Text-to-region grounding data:
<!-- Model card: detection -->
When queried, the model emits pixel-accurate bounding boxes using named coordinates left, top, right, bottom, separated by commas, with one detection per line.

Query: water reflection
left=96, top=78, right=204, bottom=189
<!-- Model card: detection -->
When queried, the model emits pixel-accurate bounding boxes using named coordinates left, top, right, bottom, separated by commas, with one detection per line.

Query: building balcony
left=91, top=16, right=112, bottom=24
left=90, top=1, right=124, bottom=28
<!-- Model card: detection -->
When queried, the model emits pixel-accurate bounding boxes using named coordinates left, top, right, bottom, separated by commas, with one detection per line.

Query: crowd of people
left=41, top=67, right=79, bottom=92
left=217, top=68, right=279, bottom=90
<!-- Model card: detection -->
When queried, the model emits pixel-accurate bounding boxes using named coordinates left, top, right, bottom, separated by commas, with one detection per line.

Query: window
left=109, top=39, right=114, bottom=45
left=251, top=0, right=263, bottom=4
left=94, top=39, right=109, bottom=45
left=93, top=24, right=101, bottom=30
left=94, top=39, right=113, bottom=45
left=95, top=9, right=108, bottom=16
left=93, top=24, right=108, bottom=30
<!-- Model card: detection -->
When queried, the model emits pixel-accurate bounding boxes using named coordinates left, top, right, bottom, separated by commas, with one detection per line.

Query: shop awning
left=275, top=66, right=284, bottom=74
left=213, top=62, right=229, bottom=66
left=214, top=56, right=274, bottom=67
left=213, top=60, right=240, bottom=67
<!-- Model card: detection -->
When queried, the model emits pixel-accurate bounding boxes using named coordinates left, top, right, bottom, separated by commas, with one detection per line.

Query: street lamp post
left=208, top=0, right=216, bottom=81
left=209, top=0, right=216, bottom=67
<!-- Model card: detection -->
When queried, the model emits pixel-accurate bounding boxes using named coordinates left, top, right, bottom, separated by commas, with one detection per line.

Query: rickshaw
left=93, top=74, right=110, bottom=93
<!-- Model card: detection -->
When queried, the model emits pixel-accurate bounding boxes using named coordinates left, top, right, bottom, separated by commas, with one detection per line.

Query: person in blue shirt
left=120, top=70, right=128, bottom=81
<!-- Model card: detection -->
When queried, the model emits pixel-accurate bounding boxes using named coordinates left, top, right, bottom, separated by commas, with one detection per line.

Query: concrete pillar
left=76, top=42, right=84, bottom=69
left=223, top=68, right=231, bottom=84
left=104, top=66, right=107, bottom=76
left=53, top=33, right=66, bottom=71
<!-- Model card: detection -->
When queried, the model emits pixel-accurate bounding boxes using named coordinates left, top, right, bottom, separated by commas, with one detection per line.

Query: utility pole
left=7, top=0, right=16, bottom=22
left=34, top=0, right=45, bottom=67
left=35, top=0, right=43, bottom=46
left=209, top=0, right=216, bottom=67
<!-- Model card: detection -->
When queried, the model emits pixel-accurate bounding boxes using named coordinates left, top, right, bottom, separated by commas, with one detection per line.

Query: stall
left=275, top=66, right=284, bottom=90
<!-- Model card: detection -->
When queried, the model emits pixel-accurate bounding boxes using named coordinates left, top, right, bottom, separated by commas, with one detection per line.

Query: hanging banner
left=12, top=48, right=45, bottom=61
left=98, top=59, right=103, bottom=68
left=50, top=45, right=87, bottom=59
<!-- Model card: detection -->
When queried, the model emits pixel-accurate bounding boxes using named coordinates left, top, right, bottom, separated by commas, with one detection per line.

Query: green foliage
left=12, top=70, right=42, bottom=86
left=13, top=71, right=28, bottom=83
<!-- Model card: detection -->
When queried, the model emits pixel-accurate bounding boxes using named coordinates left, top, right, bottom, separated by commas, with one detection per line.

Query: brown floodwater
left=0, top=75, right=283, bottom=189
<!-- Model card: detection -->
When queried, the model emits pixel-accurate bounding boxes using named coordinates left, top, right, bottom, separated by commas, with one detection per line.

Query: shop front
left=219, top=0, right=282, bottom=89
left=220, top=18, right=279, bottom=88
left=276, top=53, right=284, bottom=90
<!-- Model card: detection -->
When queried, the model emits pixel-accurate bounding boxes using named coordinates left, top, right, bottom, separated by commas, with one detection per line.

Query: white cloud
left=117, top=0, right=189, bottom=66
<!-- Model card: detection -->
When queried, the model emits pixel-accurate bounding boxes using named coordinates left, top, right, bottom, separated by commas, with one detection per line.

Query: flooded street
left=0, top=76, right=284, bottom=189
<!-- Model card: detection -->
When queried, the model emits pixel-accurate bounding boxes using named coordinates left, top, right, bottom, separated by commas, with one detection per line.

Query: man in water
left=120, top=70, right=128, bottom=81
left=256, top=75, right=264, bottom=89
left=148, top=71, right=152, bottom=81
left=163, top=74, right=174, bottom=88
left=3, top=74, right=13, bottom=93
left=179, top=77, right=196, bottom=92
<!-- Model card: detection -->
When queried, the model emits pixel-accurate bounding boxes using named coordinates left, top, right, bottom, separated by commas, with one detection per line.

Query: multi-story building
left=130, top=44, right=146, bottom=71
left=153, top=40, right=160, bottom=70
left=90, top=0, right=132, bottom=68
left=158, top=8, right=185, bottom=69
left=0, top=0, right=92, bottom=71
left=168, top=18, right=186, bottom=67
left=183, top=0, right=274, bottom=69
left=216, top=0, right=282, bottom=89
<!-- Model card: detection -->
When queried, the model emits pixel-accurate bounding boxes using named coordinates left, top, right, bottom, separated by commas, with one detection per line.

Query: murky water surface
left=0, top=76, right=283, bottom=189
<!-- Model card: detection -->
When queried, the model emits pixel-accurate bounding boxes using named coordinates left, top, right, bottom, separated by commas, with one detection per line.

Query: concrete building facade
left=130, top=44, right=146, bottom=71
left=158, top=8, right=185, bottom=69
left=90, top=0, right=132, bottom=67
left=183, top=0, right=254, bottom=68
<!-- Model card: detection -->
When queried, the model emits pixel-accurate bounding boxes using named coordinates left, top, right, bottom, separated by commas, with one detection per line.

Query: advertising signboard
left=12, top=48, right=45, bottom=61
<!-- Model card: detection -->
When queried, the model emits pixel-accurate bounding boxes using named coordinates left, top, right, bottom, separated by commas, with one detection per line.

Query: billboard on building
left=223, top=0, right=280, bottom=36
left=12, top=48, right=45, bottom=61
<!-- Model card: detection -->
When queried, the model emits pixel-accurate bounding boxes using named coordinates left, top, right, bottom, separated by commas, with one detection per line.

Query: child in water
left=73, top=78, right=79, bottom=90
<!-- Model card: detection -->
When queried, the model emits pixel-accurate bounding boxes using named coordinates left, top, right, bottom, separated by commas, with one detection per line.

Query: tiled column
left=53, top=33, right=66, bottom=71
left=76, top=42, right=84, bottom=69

## Requirement
Print each line of the data exactly. Keep all of it.

## Response for this exercise
<!-- Model card: detection -->
When queried, the model emits pixel-accurate bounding boxes using named coordinates left, top, right, bottom, separated by commas, with one detection per line.

Query: water reflection
left=96, top=78, right=204, bottom=189
<!-- Model card: detection -->
When queried, the model emits pixel-accurate bounding boxes using named coordinates left, top, right, bottom, separated by commas, with one detection per line.

Query: building balcony
left=91, top=16, right=112, bottom=24
left=90, top=1, right=124, bottom=28
<!-- Model card: detection -->
When queried, the model emits pixel-accurate bounding boxes using named coordinates left, top, right, bottom, separated by commas, with one detection per line.

Query: crowd of people
left=41, top=67, right=79, bottom=92
left=217, top=68, right=279, bottom=90
<!-- Model card: detection -->
When queried, the model emits pixel-accurate bounding boxes using named coordinates left, top, right, bottom, separated by commas, with one detection per line.

Query: window
left=109, top=39, right=114, bottom=45
left=251, top=0, right=263, bottom=4
left=94, top=39, right=109, bottom=45
left=93, top=24, right=101, bottom=30
left=94, top=39, right=113, bottom=45
left=95, top=9, right=108, bottom=16
left=93, top=24, right=108, bottom=30
<!-- Model card: detection -->
When queried, the model emits pixel-accurate bounding boxes using named coordinates left, top, right, bottom, separated by commas, with one detection per line.

Query: shop awning
left=275, top=66, right=284, bottom=74
left=213, top=62, right=229, bottom=66
left=214, top=56, right=274, bottom=67
left=213, top=60, right=240, bottom=67
<!-- Model card: detection -->
When queried, the model emits pixel-accurate bounding boxes using named coordinates left, top, right, bottom, separated by commas, with one detection per line.

Query: street lamp post
left=208, top=0, right=216, bottom=81
left=209, top=0, right=216, bottom=67
<!-- Model card: detection -->
When queried, the model emits pixel-accurate bounding boxes using named coordinates left, top, right, bottom, separated by commas, with one detection per line.

Query: rickshaw
left=93, top=74, right=110, bottom=93
<!-- Model card: detection -->
When queried, the model emits pixel-accurate bounding boxes using named coordinates left, top, right, bottom, separated by commas, with one detection per line.

Query: person in blue shirt
left=120, top=70, right=128, bottom=81
<!-- Model card: detection -->
When queried, the model emits pixel-accurate bounding boxes using named coordinates left, top, right, bottom, separated by commas, with one detection per line.

Query: concrete pillar
left=76, top=42, right=84, bottom=69
left=223, top=68, right=231, bottom=84
left=104, top=66, right=107, bottom=76
left=53, top=33, right=66, bottom=71
<!-- Model card: detection -->
When queried, the model emits pixel-accurate bounding boxes using named coordinates left, top, right, bottom, separated by commas, with one detection per line.

Query: utility pole
left=7, top=0, right=16, bottom=22
left=34, top=0, right=45, bottom=67
left=35, top=0, right=43, bottom=46
left=209, top=0, right=216, bottom=67
<!-- Model card: detection -->
When queried, the model emits pixel-accurate bounding boxes using named coordinates left, top, right, bottom, separated by commas, with one detection per line.

Query: stall
left=275, top=66, right=284, bottom=90
<!-- Model card: detection -->
When queried, the model emits pixel-accurate bounding boxes using named coordinates left, top, right, bottom, separated by commas, with one detection per line.

Query: hanging banner
left=12, top=48, right=45, bottom=61
left=98, top=59, right=103, bottom=68
left=50, top=45, right=87, bottom=59
<!-- Model card: detection -->
When queried, the model emits pixel-accurate bounding boxes using named coordinates left, top, right, bottom, separated by commas, with one detection per line.

Query: green foliage
left=12, top=70, right=42, bottom=86
left=13, top=71, right=28, bottom=83
<!-- Model card: detection -->
When queried, the model emits pixel-accurate bounding boxes using named coordinates left, top, right, bottom, separated by commas, with one detection per line.

Query: brown floodwater
left=0, top=75, right=283, bottom=189
<!-- Model card: detection -->
When queried, the model emits pixel-accurate bounding boxes using named coordinates left, top, right, bottom, separated by commas, with one detection per line.

Query: shop front
left=219, top=0, right=282, bottom=89
left=220, top=18, right=279, bottom=88
left=276, top=53, right=284, bottom=90
<!-- Model card: detection -->
When queried, the model emits pixel-accurate bounding boxes using named coordinates left, top, right, bottom, separated by commas, with one detection per line.

Query: white cloud
left=117, top=0, right=189, bottom=66
<!-- Model card: detection -->
When queried, the model emits pixel-accurate bounding boxes using named coordinates left, top, right, bottom, separated by commas, with one detection per line.

Query: flooded street
left=0, top=76, right=284, bottom=189
<!-- Model card: detection -->
When queried, the model emits pixel-accurate bounding boxes using named coordinates left, top, right, bottom, separated by commas, with one detection per line.

Query: man in water
left=120, top=70, right=128, bottom=81
left=256, top=75, right=264, bottom=89
left=148, top=71, right=152, bottom=81
left=163, top=74, right=174, bottom=88
left=3, top=74, right=13, bottom=93
left=179, top=77, right=196, bottom=92
<!-- Model card: detection -->
When queried, the model emits pixel-accurate bounding boxes using named coordinates left, top, right, bottom, separated by commas, with one detection per line.

Query: multi-story building
left=130, top=44, right=146, bottom=71
left=153, top=40, right=160, bottom=70
left=90, top=0, right=132, bottom=68
left=158, top=8, right=185, bottom=69
left=0, top=0, right=92, bottom=71
left=168, top=18, right=186, bottom=67
left=183, top=0, right=274, bottom=69
left=216, top=0, right=282, bottom=89
<!-- Model card: detection -->
When queried, the model emits pixel-accurate bounding boxes using named coordinates left, top, right, bottom, separated by commas, with one detection per line.

Query: murky water surface
left=0, top=76, right=283, bottom=189
<!-- Model card: detection -->
When queried, the model emits pixel-accurate bounding boxes using named coordinates left, top, right, bottom, separated by commas, with one detection per line.

Query: concrete building facade
left=130, top=44, right=146, bottom=71
left=158, top=8, right=185, bottom=69
left=90, top=0, right=132, bottom=67
left=183, top=0, right=254, bottom=68
<!-- Model card: detection -->
When queried, the model emits pixel-accurate bounding boxes using named coordinates left, top, right, bottom, separated by commas, with one detection per line.

Query: advertising signboard
left=12, top=48, right=45, bottom=61
<!-- Model card: detection -->
When queried, the model emits pixel-accurate bounding boxes using named coordinates left, top, right, bottom, separated by commas, with one detection per line.

Query: billboard on building
left=223, top=0, right=280, bottom=36
left=12, top=48, right=45, bottom=61
<!-- Model card: detection -->
When queried, the model emits pixel-accurate bounding boxes using named coordinates left, top, right, bottom, separated by commas, with one detection per line.

Query: child in water
left=73, top=78, right=79, bottom=90
<!-- Model card: detection -->
When queried, the model emits pixel-accurate bounding boxes using named coordinates left, top, right, bottom, separated by commas, with one detection per line.

Query: tiled column
left=53, top=33, right=66, bottom=71
left=76, top=42, right=84, bottom=69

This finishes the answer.